→ Study text:
= = = = = = =

Because Johnson & Johnson retains intellectual property protections on bedaquiline until at least 2027 in 64 low- and middle-income countries, generic versions of the drug cannot be sold or distributed until these patent protections expire. That is unless the Government of India, and other country governments where Johnson & Johnson has filed or been granted patent protections on bedaquiline, issue compulsory licenses.

The primary patent on bedaquiline expires in most places in 2023 but evergreening – the practice of excessively extending patent protections to limit competition – extends Johnson & Johnson’s monopoly out several years. Activists from communities around the world have been working to oppose such patents with limited success so far. As such, compulsory licenses in accordance with the Agreement on Trade-Related Aspects of Intellectual Property Rights (TRIPS) and supported by the Doha Declaration on the TRIPS Agreement and Public Health are necessary in order for generic producers to be able to manufacture and sell generic bedaquiline domestically, as well as to export it to other countries where patent monopolies on bedaquiline exist, and for other country governments to be able to purchase and import generic bedaquiline.

= = = = = = =

→ Work task: Please duplicate everything in the bedaquiline patent passage from "Because Johnson &" down to "issue compulsory licenses.". The data that comes next has no connection to the passage on bedaquiline patents.

→ Dataset entries:
= = = = = = =

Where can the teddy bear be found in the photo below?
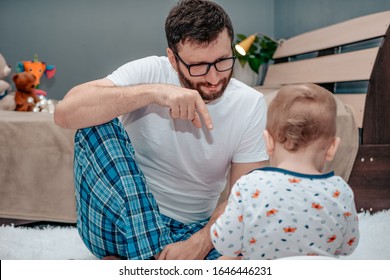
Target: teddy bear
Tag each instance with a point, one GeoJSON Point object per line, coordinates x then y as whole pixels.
{"type": "Point", "coordinates": [25, 96]}
{"type": "Point", "coordinates": [7, 98]}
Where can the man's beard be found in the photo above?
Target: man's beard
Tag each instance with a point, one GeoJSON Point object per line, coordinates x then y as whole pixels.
{"type": "Point", "coordinates": [197, 86]}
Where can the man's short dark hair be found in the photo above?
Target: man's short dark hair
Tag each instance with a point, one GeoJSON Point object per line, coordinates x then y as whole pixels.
{"type": "Point", "coordinates": [196, 21]}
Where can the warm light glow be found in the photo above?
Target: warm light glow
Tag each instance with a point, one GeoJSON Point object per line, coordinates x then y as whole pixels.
{"type": "Point", "coordinates": [243, 47]}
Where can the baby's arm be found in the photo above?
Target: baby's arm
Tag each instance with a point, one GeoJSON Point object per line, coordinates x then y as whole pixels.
{"type": "Point", "coordinates": [351, 237]}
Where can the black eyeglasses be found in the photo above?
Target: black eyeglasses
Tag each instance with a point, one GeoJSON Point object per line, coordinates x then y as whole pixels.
{"type": "Point", "coordinates": [201, 69]}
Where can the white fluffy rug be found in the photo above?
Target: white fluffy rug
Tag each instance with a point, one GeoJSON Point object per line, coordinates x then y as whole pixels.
{"type": "Point", "coordinates": [59, 243]}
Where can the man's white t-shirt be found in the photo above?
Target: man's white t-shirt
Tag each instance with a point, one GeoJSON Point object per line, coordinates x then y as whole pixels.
{"type": "Point", "coordinates": [186, 168]}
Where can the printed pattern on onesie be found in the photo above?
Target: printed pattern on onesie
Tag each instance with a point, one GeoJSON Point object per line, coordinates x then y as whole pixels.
{"type": "Point", "coordinates": [274, 213]}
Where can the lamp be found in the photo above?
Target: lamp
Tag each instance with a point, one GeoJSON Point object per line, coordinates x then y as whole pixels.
{"type": "Point", "coordinates": [243, 47]}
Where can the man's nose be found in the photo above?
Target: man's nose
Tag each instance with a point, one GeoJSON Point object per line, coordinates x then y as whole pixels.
{"type": "Point", "coordinates": [212, 76]}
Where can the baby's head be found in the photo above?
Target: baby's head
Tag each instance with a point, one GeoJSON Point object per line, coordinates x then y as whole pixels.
{"type": "Point", "coordinates": [301, 115]}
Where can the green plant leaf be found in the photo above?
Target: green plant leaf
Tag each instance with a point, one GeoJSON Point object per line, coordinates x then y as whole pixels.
{"type": "Point", "coordinates": [261, 51]}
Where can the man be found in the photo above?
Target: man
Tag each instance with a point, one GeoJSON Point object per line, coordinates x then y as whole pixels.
{"type": "Point", "coordinates": [190, 126]}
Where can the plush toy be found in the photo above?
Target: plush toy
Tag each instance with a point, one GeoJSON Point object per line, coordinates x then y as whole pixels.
{"type": "Point", "coordinates": [25, 96]}
{"type": "Point", "coordinates": [38, 68]}
{"type": "Point", "coordinates": [7, 99]}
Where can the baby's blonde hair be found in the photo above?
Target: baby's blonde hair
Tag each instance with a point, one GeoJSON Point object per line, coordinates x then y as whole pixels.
{"type": "Point", "coordinates": [301, 114]}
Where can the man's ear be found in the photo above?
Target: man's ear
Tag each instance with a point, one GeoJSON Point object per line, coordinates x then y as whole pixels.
{"type": "Point", "coordinates": [330, 153]}
{"type": "Point", "coordinates": [269, 142]}
{"type": "Point", "coordinates": [172, 58]}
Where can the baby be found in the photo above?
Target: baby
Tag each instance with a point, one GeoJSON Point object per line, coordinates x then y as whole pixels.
{"type": "Point", "coordinates": [292, 208]}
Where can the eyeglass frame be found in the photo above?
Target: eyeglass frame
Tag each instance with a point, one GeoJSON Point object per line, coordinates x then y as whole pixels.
{"type": "Point", "coordinates": [188, 66]}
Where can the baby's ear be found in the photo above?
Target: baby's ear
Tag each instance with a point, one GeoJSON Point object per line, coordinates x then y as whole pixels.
{"type": "Point", "coordinates": [269, 142]}
{"type": "Point", "coordinates": [330, 153]}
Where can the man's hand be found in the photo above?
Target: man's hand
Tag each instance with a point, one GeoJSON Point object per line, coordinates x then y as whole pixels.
{"type": "Point", "coordinates": [184, 104]}
{"type": "Point", "coordinates": [196, 247]}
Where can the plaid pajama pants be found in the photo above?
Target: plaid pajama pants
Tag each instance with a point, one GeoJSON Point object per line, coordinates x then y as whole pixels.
{"type": "Point", "coordinates": [116, 213]}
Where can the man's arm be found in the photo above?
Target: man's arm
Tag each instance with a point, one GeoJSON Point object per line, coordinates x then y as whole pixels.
{"type": "Point", "coordinates": [100, 101]}
{"type": "Point", "coordinates": [199, 244]}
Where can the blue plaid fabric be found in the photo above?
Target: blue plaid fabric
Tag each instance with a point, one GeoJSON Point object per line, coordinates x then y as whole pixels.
{"type": "Point", "coordinates": [116, 214]}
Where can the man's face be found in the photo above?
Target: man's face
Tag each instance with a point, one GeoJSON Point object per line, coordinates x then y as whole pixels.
{"type": "Point", "coordinates": [212, 85]}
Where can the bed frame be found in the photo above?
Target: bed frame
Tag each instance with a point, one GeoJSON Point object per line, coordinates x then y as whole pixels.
{"type": "Point", "coordinates": [351, 59]}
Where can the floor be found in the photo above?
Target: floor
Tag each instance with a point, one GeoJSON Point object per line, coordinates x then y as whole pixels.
{"type": "Point", "coordinates": [29, 223]}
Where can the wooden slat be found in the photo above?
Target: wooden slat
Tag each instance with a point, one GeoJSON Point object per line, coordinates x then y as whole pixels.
{"type": "Point", "coordinates": [351, 66]}
{"type": "Point", "coordinates": [357, 102]}
{"type": "Point", "coordinates": [354, 30]}
{"type": "Point", "coordinates": [370, 177]}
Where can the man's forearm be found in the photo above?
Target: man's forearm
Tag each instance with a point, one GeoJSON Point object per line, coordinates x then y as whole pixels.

= = = = = = =

→ Your solution:
Because Johnson & Johnson retains intellectual property protections on bedaquiline until at least 2027 in 64 low- and middle-income countries, generic versions of the drug cannot be sold or distributed until these patent protections expire. That is unless the Government of India, and other country governments where Johnson & Johnson has filed or been granted patent protections on bedaquiline, issue compulsory licenses.